» **AUSGEWÄHLTER ABSCHNITT**:
——————————
Aus den frühen 1960er Jahren existierten teils grobe Schätzungen, wonach auf Spielplätzen und zum Spielen verwendeten Brachflächen teilweise 10 bis 20 tödliche Unfälle jährlich zu verzeichnen waren.

Die Gründe für diese massiven Unfallzahlen bei einer viel geringeren Anzahl von öffentlichen Spieleinrichtungen als heute sind wohl auf drei Faktoren zurückzuführen:

 

  • Eine technische Regel für die Gestaltung solcher Plätze oder vor allem deren Geräteausstattung war nicht vorhanden. So waren weder der Fallschutz, Gerätehöhen, Absturzsicherungen, Öffnungsmaße oder Materialeigenschaften reglementiert.

 

  • Die Geräte wurden häufig von Laien gebaut und aufgestellt.

 

  • Eine systematische Überprüfung der Geräte und daraus resultierender Pflege und Instandsetzung war praktisch kaum etabliert.
——————————
» **AUFGABE**: Fassen Sie den Abschnitt über Spielplatzunfälle bitte in zwei Sätzen zusammen.
——————————
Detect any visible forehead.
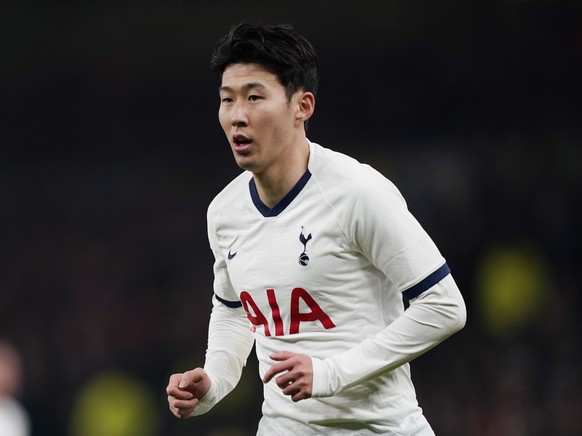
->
[220,64,283,89]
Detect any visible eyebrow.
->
[218,82,266,92]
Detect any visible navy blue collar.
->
[249,170,311,217]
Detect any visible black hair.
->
[210,22,319,101]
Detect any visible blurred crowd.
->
[0,1,582,436]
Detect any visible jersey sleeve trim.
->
[402,263,451,300]
[214,293,242,309]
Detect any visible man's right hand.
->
[166,368,210,419]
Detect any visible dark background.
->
[0,0,582,436]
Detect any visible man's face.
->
[218,64,303,174]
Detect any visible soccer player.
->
[167,23,466,436]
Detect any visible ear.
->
[295,91,315,123]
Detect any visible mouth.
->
[232,134,253,151]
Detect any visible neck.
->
[253,139,309,208]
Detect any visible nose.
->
[230,102,248,127]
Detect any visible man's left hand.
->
[263,351,313,402]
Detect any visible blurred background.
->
[0,0,582,436]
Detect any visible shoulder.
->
[309,143,403,206]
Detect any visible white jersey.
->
[200,143,466,435]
——————————
» **LÖSUNG**: Groben Schätzungen aus den frühen 1960er Jahren zufolge gab es auf Spielplätzen und zum Spielen genutzten Brachflächen teilweise 10 bis 20 tödliche Unfälle pro Jahr, obwohl es viel weniger öffentliche Spieleinrichtungen gab als heute. Als wahrscheinliche Gründe werden drei Faktoren genannt: Es fehlten technische Regeln für die Gestaltung der Plätze und Geräte, die Geräte wurden oft von Laien gebaut und aufgestellt, und eine systematische Überprüfung mit anschließender Pflege und Instandsetzung war kaum etabliert.